# EXERCISE GOAL
Copy each line from the records below in which the word "shingled" is found.

# Stored data entries
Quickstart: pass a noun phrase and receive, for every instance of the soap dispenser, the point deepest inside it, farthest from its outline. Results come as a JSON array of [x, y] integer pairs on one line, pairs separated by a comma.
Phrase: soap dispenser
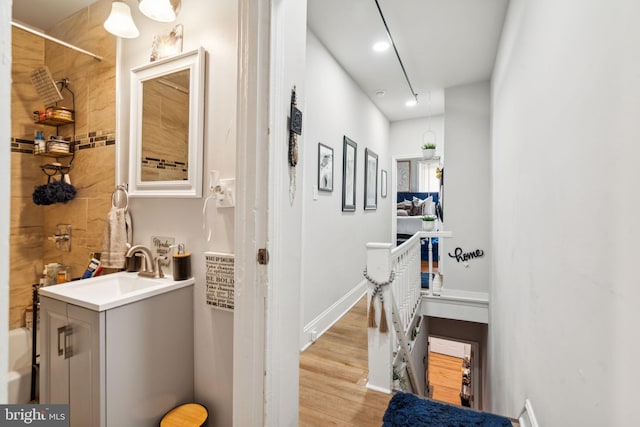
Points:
[[181, 264], [39, 144]]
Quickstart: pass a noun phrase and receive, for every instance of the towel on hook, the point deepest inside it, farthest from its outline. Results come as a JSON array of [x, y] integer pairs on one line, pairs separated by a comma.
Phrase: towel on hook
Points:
[[116, 237]]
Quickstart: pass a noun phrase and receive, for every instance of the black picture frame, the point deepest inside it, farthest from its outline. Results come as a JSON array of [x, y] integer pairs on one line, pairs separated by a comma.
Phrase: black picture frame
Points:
[[370, 180], [349, 165], [325, 168]]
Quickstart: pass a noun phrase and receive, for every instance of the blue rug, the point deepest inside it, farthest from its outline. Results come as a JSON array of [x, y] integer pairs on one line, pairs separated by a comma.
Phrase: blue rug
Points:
[[408, 410]]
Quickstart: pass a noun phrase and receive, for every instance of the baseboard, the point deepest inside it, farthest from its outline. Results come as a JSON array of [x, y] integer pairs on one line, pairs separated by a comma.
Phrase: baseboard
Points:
[[318, 326], [527, 418], [376, 388]]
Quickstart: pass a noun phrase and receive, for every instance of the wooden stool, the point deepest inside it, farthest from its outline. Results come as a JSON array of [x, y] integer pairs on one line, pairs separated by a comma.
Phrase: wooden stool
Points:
[[187, 415]]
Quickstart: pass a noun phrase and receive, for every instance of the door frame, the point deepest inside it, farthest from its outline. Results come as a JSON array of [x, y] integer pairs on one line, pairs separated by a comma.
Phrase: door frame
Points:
[[251, 279], [271, 58]]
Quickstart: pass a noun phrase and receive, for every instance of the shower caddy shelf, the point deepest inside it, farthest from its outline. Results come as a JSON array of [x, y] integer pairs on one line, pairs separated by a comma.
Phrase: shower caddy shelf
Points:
[[58, 116]]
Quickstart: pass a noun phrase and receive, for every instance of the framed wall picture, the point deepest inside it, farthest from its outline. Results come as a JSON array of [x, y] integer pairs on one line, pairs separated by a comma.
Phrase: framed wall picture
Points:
[[383, 183], [325, 168], [349, 163], [370, 180], [404, 175]]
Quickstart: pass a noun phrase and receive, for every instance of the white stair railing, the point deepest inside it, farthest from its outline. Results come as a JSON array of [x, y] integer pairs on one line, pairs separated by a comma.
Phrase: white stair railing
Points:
[[401, 302]]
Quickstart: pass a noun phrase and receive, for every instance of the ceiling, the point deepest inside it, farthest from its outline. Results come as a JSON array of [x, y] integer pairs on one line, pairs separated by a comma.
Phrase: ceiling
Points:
[[43, 14], [442, 43]]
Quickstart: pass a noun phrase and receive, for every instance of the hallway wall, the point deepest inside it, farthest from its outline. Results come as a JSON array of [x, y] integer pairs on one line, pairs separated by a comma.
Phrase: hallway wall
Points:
[[565, 179], [334, 242], [467, 195]]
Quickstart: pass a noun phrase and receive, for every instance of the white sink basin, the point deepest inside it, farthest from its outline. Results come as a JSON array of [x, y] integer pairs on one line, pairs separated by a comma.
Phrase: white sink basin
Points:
[[112, 290]]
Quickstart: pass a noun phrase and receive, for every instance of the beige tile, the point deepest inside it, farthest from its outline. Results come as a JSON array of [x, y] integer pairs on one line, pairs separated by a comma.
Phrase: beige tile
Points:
[[24, 214], [73, 212], [93, 83], [27, 55]]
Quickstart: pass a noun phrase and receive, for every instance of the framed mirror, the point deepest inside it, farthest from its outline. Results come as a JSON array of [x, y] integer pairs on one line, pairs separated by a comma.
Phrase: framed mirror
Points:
[[167, 127]]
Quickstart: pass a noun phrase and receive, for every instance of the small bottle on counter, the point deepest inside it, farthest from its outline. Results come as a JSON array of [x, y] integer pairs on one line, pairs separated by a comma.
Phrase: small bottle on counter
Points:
[[181, 264]]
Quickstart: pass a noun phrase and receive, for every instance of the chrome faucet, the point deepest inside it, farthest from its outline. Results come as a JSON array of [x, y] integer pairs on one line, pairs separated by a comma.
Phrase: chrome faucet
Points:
[[151, 267]]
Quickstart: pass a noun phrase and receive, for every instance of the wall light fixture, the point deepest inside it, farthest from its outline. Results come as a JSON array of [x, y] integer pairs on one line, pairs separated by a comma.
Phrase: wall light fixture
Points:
[[120, 23]]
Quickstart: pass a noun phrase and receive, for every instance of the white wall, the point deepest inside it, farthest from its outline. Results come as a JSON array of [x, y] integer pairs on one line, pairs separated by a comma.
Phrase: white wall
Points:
[[333, 248], [564, 296], [213, 25], [405, 136], [5, 189], [467, 197]]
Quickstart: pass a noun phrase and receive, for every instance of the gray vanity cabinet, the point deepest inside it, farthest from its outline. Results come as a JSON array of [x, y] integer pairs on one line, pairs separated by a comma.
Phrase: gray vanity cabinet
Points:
[[71, 362], [125, 366]]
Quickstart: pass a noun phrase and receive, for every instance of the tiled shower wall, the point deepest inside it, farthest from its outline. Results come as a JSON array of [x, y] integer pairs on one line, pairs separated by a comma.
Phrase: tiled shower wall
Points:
[[93, 83]]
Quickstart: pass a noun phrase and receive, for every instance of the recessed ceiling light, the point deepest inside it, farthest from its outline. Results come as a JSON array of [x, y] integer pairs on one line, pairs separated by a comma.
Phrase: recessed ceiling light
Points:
[[381, 46]]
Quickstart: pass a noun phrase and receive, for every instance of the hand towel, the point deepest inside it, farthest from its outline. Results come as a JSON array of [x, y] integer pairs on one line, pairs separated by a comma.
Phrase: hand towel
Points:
[[115, 239]]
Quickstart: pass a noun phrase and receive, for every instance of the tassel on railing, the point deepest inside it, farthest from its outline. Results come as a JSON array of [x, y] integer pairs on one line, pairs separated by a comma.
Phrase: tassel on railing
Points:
[[372, 311], [384, 327]]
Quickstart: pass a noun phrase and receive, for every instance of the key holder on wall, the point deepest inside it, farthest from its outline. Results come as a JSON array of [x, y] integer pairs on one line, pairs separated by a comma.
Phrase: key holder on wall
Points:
[[295, 129]]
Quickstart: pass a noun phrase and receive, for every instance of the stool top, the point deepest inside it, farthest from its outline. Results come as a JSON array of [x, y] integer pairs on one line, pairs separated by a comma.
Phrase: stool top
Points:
[[189, 414]]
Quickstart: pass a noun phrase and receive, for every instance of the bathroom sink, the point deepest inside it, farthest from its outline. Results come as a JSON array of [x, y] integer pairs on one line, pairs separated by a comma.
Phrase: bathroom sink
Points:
[[112, 290]]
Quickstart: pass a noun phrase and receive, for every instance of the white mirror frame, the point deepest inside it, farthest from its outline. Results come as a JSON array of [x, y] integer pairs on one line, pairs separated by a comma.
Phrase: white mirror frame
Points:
[[192, 186]]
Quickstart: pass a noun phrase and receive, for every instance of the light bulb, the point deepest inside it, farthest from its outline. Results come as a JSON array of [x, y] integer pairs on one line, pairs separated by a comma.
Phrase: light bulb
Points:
[[120, 23]]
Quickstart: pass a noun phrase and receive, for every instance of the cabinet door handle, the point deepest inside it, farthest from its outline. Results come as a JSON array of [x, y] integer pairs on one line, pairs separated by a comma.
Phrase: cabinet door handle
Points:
[[61, 330], [68, 350]]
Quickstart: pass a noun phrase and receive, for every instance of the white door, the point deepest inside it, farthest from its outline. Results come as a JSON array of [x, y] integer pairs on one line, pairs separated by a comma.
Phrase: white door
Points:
[[268, 214]]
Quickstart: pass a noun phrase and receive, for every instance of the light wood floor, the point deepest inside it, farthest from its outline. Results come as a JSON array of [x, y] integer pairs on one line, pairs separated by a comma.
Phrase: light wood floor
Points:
[[333, 374], [445, 376]]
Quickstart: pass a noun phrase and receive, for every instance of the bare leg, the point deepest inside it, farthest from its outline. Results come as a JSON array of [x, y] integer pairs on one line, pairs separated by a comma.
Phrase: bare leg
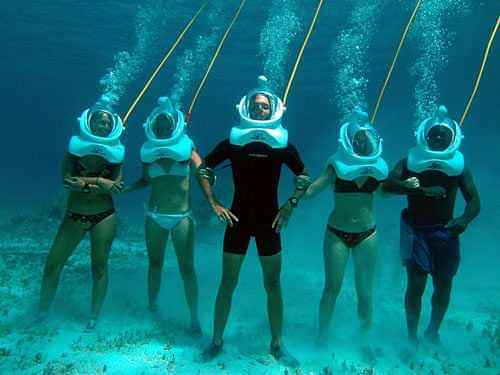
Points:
[[440, 302], [183, 239], [336, 255], [365, 256], [413, 299], [271, 268], [156, 240], [101, 238], [67, 239], [231, 266]]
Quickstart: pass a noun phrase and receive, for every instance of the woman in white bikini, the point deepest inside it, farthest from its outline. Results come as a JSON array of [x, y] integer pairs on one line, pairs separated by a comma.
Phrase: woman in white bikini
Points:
[[168, 157]]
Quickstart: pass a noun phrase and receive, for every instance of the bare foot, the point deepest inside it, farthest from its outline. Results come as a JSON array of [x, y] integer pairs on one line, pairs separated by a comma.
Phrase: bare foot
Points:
[[91, 325]]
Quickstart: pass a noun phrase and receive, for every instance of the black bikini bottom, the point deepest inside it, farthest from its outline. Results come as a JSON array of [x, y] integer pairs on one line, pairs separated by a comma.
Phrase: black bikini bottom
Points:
[[351, 239], [92, 219]]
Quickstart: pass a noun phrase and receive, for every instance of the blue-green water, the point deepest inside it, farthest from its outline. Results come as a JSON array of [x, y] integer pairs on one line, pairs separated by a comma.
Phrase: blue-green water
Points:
[[61, 57]]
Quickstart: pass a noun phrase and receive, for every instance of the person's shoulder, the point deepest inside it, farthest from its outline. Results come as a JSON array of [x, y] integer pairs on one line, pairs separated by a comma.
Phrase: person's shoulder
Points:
[[290, 148]]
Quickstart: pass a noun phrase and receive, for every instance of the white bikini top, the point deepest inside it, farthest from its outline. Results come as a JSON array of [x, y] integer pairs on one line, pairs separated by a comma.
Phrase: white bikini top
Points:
[[180, 169]]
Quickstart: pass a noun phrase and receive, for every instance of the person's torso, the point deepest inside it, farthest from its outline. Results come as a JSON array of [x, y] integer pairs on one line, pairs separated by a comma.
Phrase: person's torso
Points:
[[424, 210], [256, 170], [90, 203], [170, 185], [353, 210]]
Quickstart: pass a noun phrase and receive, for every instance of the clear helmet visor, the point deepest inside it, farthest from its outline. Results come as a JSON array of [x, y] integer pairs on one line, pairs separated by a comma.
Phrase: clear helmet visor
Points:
[[164, 125], [164, 122], [101, 123], [260, 105], [440, 136], [363, 141]]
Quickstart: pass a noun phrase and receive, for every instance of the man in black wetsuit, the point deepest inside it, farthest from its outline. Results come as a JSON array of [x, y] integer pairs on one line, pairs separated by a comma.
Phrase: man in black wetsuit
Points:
[[430, 177], [257, 149]]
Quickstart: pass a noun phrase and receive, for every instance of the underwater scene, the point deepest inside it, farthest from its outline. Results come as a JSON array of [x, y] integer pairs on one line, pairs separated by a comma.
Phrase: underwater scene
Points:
[[250, 187]]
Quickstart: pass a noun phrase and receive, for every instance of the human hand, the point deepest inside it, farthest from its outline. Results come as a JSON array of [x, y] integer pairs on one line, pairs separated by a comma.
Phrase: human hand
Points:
[[283, 216], [74, 183], [457, 226], [412, 183], [224, 214], [434, 192], [113, 187]]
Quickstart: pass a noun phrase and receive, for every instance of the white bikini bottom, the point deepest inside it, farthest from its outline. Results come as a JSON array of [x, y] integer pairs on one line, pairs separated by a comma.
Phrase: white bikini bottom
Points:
[[168, 221]]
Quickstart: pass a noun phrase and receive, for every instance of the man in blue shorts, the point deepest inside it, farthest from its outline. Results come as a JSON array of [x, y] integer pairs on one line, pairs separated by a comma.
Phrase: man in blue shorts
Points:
[[430, 177]]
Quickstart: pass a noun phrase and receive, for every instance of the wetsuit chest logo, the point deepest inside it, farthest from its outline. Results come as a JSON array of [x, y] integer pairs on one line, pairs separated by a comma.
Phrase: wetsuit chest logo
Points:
[[98, 150], [161, 154], [435, 165], [258, 136]]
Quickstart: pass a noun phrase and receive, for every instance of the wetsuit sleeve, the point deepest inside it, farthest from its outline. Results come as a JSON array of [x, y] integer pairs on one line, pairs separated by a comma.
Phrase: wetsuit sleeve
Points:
[[220, 153], [293, 161]]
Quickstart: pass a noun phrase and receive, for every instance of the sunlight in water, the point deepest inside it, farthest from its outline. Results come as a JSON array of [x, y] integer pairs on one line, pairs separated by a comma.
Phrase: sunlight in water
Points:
[[432, 41], [282, 26], [350, 54]]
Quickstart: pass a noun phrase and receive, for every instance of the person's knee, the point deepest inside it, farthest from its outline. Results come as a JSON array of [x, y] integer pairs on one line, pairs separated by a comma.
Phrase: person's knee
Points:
[[365, 298], [272, 285], [187, 271], [99, 270], [442, 293], [228, 286], [52, 268], [332, 289], [156, 263]]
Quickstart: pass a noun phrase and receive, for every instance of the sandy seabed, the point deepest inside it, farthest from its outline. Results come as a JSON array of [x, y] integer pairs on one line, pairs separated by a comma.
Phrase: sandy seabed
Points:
[[128, 341]]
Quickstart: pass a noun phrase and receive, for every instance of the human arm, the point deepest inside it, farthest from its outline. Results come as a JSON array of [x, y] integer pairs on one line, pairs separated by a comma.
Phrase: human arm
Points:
[[205, 175], [321, 183], [473, 204], [302, 182], [96, 185], [396, 184]]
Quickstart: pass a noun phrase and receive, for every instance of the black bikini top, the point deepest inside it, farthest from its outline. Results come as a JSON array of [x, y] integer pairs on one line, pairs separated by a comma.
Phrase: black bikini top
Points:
[[345, 186], [106, 171]]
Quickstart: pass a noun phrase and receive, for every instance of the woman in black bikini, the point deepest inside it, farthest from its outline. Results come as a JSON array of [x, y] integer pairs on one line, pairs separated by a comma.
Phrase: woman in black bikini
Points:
[[91, 180], [355, 173]]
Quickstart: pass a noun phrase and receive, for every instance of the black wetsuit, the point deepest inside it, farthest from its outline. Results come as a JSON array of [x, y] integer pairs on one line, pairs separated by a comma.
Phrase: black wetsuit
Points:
[[433, 249], [256, 170]]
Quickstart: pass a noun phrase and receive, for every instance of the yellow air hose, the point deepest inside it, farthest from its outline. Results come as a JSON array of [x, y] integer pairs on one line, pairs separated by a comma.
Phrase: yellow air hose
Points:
[[301, 51], [480, 74], [394, 60], [212, 62], [162, 63]]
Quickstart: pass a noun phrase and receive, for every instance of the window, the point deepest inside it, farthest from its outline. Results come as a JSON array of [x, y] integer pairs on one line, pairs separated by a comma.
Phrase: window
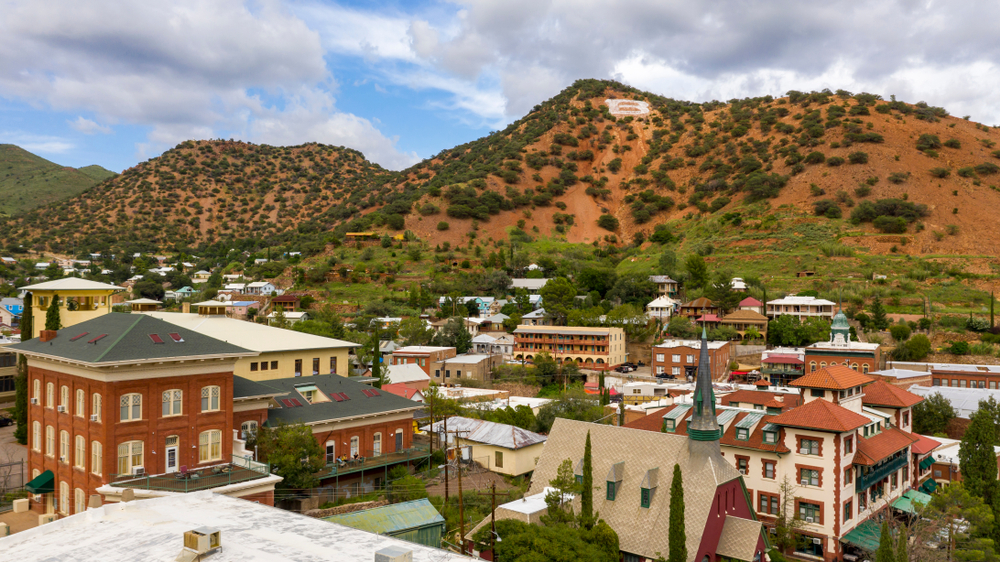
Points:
[[129, 456], [809, 512], [808, 477], [131, 407], [210, 445], [172, 402], [248, 429], [209, 398], [80, 460], [64, 446], [96, 457], [809, 447]]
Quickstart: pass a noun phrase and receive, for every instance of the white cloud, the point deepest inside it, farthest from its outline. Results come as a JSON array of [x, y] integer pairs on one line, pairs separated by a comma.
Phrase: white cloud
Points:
[[88, 127]]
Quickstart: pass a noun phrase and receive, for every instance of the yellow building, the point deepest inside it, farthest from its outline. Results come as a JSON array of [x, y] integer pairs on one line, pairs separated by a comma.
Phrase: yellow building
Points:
[[79, 300], [283, 353]]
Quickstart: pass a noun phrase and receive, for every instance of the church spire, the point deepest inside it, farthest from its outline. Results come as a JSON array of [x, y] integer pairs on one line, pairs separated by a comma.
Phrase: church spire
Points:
[[703, 425]]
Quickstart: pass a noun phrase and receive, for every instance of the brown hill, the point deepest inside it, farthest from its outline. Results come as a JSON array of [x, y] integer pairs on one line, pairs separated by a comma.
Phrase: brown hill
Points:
[[562, 169]]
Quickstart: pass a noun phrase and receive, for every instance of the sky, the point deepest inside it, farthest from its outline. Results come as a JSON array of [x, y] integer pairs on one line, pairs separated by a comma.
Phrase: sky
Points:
[[118, 82]]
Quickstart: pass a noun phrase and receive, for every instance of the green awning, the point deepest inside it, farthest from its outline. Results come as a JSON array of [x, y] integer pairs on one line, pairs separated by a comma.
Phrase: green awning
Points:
[[44, 483], [909, 500], [865, 536]]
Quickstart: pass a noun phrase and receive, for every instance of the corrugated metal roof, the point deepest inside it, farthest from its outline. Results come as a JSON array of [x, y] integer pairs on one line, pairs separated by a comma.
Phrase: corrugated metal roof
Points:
[[391, 519]]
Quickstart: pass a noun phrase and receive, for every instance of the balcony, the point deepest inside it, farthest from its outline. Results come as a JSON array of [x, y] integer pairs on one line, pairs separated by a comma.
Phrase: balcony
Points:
[[867, 479], [417, 452], [239, 470]]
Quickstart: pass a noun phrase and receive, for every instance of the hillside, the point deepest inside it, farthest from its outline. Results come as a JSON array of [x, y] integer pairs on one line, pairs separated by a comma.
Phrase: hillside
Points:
[[744, 176], [28, 181]]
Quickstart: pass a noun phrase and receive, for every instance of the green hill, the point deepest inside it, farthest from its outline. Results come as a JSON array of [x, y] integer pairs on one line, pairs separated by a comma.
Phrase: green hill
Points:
[[28, 181]]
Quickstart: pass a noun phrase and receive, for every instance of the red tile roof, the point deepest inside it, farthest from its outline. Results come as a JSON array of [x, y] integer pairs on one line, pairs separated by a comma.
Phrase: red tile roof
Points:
[[882, 445], [924, 445], [823, 416], [881, 393], [836, 377]]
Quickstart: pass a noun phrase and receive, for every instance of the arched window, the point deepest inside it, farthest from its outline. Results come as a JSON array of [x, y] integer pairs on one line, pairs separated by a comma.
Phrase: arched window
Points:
[[64, 446], [95, 406], [210, 445], [96, 457], [130, 456], [248, 429], [209, 398], [131, 407], [80, 460], [172, 402]]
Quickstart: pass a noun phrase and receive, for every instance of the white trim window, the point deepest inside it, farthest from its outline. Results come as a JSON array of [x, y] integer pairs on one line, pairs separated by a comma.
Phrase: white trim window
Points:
[[210, 446], [129, 456], [210, 398], [172, 400], [131, 407]]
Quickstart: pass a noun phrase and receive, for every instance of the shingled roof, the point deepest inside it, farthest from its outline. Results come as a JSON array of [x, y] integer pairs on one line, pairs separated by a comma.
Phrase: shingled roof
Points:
[[116, 338]]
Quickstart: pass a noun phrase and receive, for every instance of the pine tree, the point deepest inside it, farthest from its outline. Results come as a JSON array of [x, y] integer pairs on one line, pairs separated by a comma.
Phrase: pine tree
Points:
[[902, 554], [677, 534], [587, 518], [52, 319], [885, 552]]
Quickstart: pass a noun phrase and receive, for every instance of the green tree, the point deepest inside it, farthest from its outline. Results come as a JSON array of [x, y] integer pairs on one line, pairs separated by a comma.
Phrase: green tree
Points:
[[885, 551], [52, 319], [932, 415], [558, 298], [294, 454], [587, 517], [676, 532]]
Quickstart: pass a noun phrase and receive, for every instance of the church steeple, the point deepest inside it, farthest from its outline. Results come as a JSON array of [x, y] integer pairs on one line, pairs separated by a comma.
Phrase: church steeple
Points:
[[703, 425]]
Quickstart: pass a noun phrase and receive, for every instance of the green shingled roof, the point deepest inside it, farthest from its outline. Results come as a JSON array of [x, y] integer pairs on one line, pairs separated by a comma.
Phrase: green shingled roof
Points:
[[115, 337], [358, 403]]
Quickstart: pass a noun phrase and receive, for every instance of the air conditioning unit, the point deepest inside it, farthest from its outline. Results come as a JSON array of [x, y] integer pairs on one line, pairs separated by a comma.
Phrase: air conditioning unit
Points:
[[202, 540]]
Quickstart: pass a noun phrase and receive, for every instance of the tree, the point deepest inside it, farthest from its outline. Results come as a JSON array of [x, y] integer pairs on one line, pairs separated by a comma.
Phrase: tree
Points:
[[52, 319], [558, 297], [879, 319], [932, 416], [293, 454], [697, 271], [885, 551], [587, 516], [677, 534]]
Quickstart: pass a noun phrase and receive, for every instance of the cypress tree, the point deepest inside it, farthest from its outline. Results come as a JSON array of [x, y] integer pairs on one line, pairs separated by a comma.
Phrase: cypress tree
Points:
[[52, 319], [885, 551], [587, 493], [676, 532]]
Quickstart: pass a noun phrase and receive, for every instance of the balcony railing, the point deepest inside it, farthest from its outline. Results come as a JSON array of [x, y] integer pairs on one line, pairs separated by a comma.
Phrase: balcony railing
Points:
[[238, 470], [867, 479]]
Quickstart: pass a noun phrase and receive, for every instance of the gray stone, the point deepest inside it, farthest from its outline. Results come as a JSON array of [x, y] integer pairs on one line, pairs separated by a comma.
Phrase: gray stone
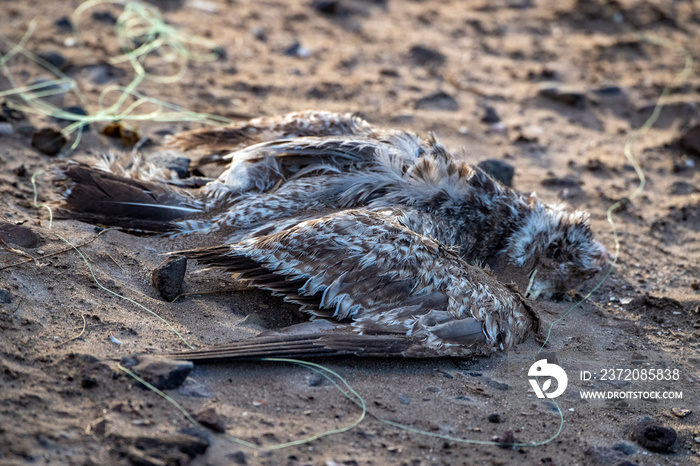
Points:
[[164, 374], [427, 57], [500, 170], [168, 276], [690, 140], [654, 437], [563, 94], [173, 162], [438, 101], [193, 388], [19, 235], [490, 116], [48, 141]]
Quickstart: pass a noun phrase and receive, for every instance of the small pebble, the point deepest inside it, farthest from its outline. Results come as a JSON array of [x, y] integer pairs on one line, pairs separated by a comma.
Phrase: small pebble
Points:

# YOUR SOLUTION
Quickstart: pass a noun phrase and receive, for every instance of the shingled roof, the point deepest inside it, farthest from its outline. Results come as a JSON array of [x, y] integer pairs on one line, pairs separated by a comma.
Phrase: shingled roof
Quickstart: pass a noun phrase and receive, for every instance of the green shingled roof, the point deepest inside it, farthest from its outline. Results come as a JSON array of [x, y] integer pairs on one line, pairs separated by a comma.
Phrase: green shingled roof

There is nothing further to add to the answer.